● **Tasks to perform**
1: Translate this sentence from the blog entry on MND into Spanish: "The final session of the day was supposed to be a presentation on care but this was conspicuous by its absence."
2: In the blog entry on MND, substitute "humanity" for "mankind" and write out the passage that begins at the words "One person raised" and stops after "Woolly Mammoths :-).".

------ Text provided

One person raised the interesting question of whether or not MND was a modern day disease, perhaps a combination of lifestyle and environmental factors. The general thinking is that it has probably been with mankind a very long time but because human life spans were typically much shorter in olden times then they are today (and MND is far more prevalent in the 50-70 year age range) people never lived long enough to get it. They were too busy trying to avoid being eaten by Sabre-tooth Tigers or trampled to death by Woolly Mammoths :-). 

One thing I could have mentioned myself but it only occurred to me today when I was writing this blog entry is the fact that in the ‘Google alerts’ I have set up to monitor stories on MND it is quite common to see stories about people with the disease who lead quite an athletic lifestyle – football being quite a common one. So I guess this raises the question of whether lifestyle and strenuous physical activity heighten your chances of getting the disease. Well I used to cycle a lot… 

MNDA Spring Conference 2008 Brochure

After a three-course lunch there was a ‘Care – Hints and Tips’ session in which everyone had an opportunity to share anything they had discovered that made living with MND that bit easier. The final session of the day was supposed to be a presentation on care but this was conspicuous by its absence. Instead there was a talk by Dr Brian Dickie, the MNDA’s own Director of Research Development who talked about research into care – words which are not normally used together. Like Dr Talbot I would say that he was a ‘people person’ and a natural speaker who explained things in non-technical terms.

------------
------ Supplied material

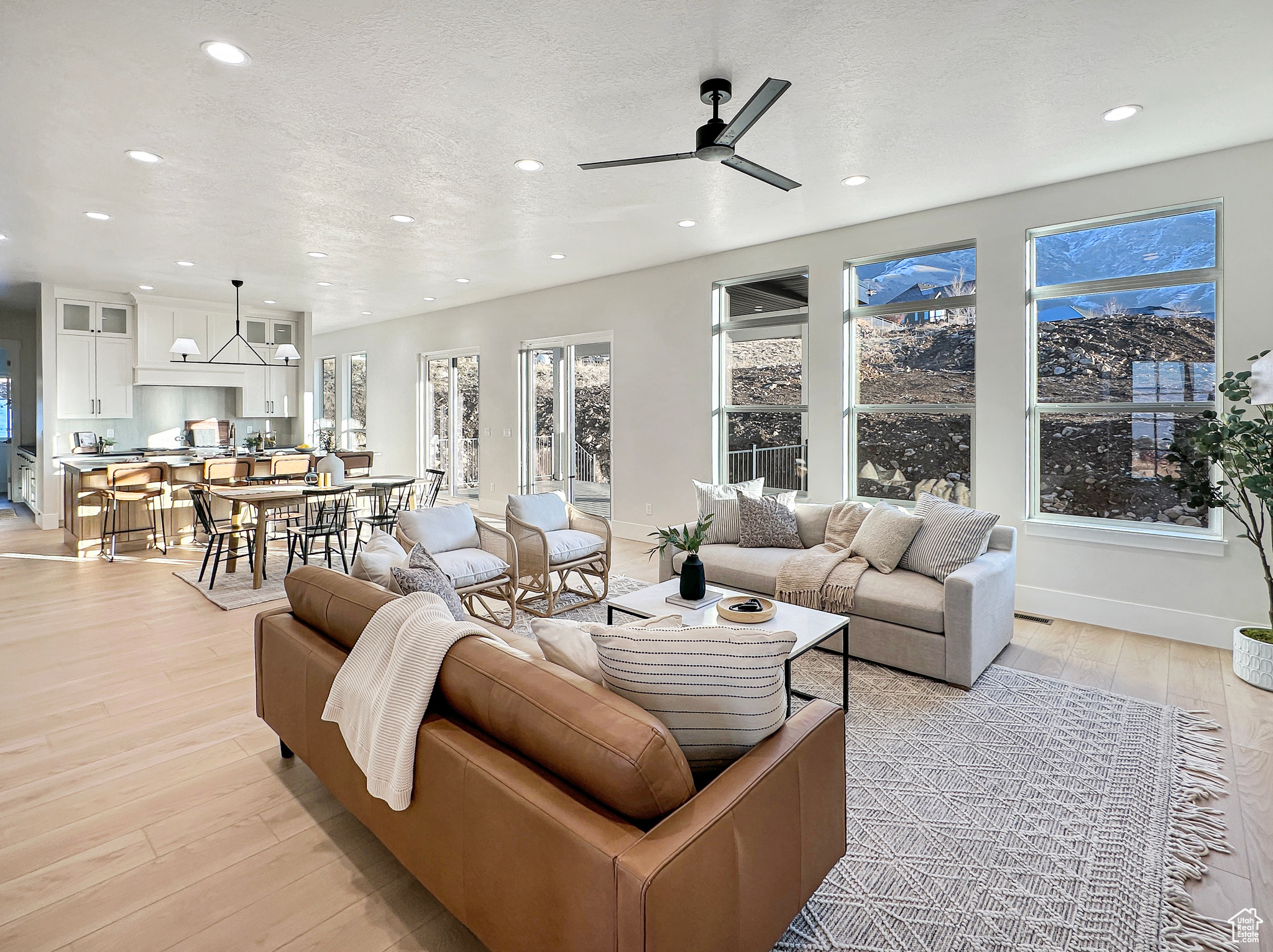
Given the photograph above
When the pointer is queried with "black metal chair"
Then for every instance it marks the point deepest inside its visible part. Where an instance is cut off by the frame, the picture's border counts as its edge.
(326, 516)
(388, 501)
(218, 531)
(432, 488)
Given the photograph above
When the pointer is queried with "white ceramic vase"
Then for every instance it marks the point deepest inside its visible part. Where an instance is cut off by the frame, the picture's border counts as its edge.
(1253, 661)
(334, 465)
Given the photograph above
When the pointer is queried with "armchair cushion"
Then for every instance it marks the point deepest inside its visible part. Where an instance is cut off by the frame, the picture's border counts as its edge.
(381, 554)
(470, 567)
(441, 528)
(545, 511)
(568, 545)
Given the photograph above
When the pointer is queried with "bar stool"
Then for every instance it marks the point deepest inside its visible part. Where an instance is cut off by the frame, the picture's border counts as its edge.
(284, 469)
(358, 460)
(134, 483)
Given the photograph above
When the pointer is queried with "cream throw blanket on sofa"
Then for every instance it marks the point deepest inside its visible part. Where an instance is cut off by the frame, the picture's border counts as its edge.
(825, 575)
(381, 692)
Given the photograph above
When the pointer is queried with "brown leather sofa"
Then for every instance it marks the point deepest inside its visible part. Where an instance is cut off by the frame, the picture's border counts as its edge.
(549, 813)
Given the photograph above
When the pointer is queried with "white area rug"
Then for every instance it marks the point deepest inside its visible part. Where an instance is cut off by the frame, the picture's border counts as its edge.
(1026, 813)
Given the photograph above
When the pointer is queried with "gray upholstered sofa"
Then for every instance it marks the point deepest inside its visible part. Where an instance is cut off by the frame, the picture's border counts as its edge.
(950, 631)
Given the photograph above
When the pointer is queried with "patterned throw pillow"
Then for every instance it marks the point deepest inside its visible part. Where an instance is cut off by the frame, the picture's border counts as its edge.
(720, 690)
(425, 575)
(722, 501)
(768, 522)
(950, 538)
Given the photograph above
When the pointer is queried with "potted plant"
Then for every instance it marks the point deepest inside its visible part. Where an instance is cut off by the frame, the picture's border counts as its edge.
(1226, 462)
(694, 580)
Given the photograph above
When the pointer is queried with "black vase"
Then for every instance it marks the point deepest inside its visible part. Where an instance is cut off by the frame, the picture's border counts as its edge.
(694, 579)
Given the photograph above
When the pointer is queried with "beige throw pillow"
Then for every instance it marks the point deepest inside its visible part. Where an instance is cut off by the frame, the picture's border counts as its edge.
(885, 535)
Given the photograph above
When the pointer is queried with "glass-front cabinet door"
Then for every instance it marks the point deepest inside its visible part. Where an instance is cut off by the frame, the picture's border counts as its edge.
(75, 318)
(113, 320)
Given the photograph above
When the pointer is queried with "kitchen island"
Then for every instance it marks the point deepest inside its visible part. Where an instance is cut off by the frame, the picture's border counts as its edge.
(85, 475)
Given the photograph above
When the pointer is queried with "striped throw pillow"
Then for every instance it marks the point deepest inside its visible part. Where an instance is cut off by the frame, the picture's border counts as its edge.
(949, 539)
(722, 503)
(720, 690)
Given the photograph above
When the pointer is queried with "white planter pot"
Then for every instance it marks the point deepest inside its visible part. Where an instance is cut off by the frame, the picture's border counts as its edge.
(1253, 661)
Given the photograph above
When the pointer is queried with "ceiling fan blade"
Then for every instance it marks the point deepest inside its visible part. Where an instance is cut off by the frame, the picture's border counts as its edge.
(760, 172)
(638, 162)
(747, 117)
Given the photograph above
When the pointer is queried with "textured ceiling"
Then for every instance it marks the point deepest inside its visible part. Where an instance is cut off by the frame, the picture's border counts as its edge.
(356, 110)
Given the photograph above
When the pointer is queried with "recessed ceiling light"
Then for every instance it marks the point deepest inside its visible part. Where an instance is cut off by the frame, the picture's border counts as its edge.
(226, 52)
(1121, 112)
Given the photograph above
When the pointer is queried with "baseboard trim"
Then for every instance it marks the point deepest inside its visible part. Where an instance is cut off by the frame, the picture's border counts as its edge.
(1178, 625)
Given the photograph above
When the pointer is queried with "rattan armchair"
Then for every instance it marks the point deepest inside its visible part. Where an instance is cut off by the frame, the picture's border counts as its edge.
(546, 579)
(482, 598)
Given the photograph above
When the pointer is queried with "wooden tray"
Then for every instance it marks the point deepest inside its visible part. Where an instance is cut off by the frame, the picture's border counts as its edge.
(748, 618)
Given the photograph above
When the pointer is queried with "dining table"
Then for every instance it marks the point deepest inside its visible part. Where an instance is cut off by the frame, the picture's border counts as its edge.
(280, 495)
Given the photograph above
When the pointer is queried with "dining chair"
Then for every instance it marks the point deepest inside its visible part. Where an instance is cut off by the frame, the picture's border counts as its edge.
(430, 497)
(218, 531)
(134, 483)
(326, 516)
(388, 501)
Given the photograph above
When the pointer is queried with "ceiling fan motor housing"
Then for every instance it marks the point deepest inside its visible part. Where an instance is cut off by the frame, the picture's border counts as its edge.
(705, 145)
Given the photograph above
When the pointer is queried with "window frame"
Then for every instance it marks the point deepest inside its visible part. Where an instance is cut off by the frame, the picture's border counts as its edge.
(853, 409)
(348, 429)
(1037, 409)
(721, 326)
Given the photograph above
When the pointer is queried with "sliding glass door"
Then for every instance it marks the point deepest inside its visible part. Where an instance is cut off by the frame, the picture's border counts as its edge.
(566, 421)
(451, 388)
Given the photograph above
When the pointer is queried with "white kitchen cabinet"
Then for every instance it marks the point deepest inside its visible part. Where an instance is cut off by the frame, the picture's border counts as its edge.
(270, 391)
(94, 360)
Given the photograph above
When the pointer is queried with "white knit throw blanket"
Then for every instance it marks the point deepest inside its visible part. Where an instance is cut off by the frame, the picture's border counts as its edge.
(827, 575)
(384, 688)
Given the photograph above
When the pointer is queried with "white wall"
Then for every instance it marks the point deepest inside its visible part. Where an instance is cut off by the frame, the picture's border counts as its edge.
(662, 378)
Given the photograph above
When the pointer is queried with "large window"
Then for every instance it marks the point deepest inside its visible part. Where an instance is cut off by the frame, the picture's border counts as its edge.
(760, 327)
(911, 331)
(356, 429)
(1123, 318)
(325, 427)
(451, 421)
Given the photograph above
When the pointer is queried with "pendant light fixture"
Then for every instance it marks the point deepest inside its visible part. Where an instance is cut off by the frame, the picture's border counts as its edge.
(185, 346)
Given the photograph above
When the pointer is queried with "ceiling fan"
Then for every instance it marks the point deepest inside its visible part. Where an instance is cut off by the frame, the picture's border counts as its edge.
(714, 140)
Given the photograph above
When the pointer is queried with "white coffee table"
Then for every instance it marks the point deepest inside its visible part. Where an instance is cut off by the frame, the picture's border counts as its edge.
(811, 626)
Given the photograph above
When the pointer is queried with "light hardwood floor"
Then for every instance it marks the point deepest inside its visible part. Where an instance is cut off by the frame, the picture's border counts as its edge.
(144, 807)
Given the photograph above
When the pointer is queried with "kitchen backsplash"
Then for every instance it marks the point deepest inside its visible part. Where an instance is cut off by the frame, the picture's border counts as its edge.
(161, 413)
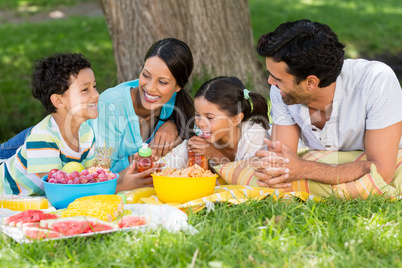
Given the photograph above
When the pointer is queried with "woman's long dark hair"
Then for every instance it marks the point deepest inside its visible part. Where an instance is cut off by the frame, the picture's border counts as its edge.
(179, 59)
(228, 94)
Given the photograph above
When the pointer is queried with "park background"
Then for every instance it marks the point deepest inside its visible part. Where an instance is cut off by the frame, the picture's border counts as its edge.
(269, 233)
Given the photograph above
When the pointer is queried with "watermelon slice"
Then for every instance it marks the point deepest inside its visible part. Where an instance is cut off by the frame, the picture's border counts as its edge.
(39, 233)
(77, 225)
(28, 216)
(132, 220)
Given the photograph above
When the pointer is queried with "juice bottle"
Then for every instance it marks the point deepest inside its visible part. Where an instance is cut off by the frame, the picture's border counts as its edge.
(199, 159)
(145, 161)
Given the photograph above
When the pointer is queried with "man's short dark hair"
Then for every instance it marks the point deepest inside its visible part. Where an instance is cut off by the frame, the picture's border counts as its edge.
(308, 48)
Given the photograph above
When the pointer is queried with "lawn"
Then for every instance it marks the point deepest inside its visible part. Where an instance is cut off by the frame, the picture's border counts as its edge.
(290, 233)
(268, 233)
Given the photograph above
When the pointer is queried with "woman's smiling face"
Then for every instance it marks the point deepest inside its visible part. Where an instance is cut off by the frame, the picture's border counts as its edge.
(156, 84)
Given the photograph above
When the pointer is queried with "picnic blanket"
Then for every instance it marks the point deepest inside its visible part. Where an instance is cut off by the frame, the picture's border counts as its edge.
(233, 194)
(241, 173)
(241, 184)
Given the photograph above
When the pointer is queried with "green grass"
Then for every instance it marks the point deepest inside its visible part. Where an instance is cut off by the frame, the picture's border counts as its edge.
(258, 234)
(24, 8)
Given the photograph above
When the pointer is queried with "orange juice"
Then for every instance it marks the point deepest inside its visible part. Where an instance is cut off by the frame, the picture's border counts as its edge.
(15, 202)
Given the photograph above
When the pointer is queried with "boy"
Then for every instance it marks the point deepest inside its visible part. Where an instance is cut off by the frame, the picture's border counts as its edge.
(65, 84)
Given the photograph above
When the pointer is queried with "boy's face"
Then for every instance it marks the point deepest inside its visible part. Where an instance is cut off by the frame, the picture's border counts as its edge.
(81, 98)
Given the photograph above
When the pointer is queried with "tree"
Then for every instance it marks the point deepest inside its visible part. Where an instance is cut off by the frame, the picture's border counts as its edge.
(218, 32)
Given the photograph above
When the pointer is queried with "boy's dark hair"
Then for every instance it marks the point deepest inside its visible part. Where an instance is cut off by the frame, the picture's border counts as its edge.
(179, 59)
(228, 94)
(308, 48)
(52, 75)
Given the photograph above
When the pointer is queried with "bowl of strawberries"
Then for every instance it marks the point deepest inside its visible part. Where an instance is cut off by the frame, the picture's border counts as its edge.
(62, 188)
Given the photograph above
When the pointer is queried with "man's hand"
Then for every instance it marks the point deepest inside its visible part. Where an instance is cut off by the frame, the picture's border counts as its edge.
(272, 165)
(166, 138)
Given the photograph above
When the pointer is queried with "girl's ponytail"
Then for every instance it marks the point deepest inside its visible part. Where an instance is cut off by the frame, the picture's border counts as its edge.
(230, 94)
(258, 111)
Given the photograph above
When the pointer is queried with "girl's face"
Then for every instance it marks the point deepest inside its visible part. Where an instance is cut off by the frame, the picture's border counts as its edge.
(80, 101)
(156, 84)
(216, 125)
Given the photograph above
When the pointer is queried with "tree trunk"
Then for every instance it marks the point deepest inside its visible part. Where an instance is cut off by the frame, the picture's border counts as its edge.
(218, 32)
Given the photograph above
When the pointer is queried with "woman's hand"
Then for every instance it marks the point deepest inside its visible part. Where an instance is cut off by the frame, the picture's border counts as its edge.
(130, 179)
(166, 138)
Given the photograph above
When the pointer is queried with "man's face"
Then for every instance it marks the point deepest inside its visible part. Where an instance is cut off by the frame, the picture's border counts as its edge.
(291, 92)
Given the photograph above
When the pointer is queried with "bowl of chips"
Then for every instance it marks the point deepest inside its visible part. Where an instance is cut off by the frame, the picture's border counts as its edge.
(183, 185)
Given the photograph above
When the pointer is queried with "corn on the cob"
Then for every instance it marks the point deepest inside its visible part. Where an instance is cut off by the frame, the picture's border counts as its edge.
(104, 207)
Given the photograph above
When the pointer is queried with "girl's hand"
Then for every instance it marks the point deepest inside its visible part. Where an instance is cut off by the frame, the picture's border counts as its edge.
(201, 146)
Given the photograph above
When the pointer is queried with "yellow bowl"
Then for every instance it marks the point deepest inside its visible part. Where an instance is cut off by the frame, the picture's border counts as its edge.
(183, 189)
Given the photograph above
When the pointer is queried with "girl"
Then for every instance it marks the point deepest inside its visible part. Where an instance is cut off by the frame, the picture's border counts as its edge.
(232, 123)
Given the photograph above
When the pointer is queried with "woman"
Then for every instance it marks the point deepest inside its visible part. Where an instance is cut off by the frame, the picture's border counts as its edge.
(131, 113)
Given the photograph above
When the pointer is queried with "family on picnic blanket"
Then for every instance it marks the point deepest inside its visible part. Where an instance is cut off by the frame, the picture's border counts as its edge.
(345, 112)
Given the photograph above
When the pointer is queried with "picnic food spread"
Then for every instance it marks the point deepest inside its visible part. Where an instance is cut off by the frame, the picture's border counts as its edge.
(15, 202)
(199, 159)
(104, 207)
(191, 171)
(145, 161)
(87, 214)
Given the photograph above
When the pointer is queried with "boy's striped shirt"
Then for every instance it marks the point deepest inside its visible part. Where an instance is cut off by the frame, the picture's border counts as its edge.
(43, 150)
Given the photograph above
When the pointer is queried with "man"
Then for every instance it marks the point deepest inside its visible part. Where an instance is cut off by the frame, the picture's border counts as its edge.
(330, 104)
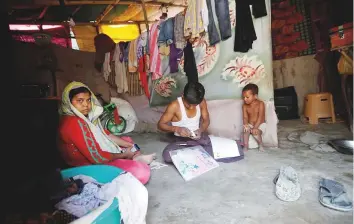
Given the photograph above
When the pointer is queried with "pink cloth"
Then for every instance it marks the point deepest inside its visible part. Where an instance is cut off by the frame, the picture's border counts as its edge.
(155, 59)
(138, 169)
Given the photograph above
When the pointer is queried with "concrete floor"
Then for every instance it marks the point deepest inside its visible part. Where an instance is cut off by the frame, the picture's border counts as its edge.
(243, 192)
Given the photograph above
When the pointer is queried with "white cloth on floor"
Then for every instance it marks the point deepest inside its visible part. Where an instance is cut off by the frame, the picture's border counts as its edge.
(132, 198)
(83, 203)
(106, 66)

------------

● **Exercise solutions**
1: La última sesión del día debía ser una presentación sobre cuidados, pero brilló por su ausencia.

2:
One person raised the interesting question of whether or not MND was a modern day disease, perhaps a combination of lifestyle and environmental factors. The general thinking is that it has probably been with humanity a very long time but because human life spans were typically much shorter in olden times then they are today (and MND is far more prevalent in the 50-70 year age range) people never lived long enough to get it. They were too busy trying to avoid being eaten by Sabre-tooth Tigers or trampled to death by Woolly Mammoths :-).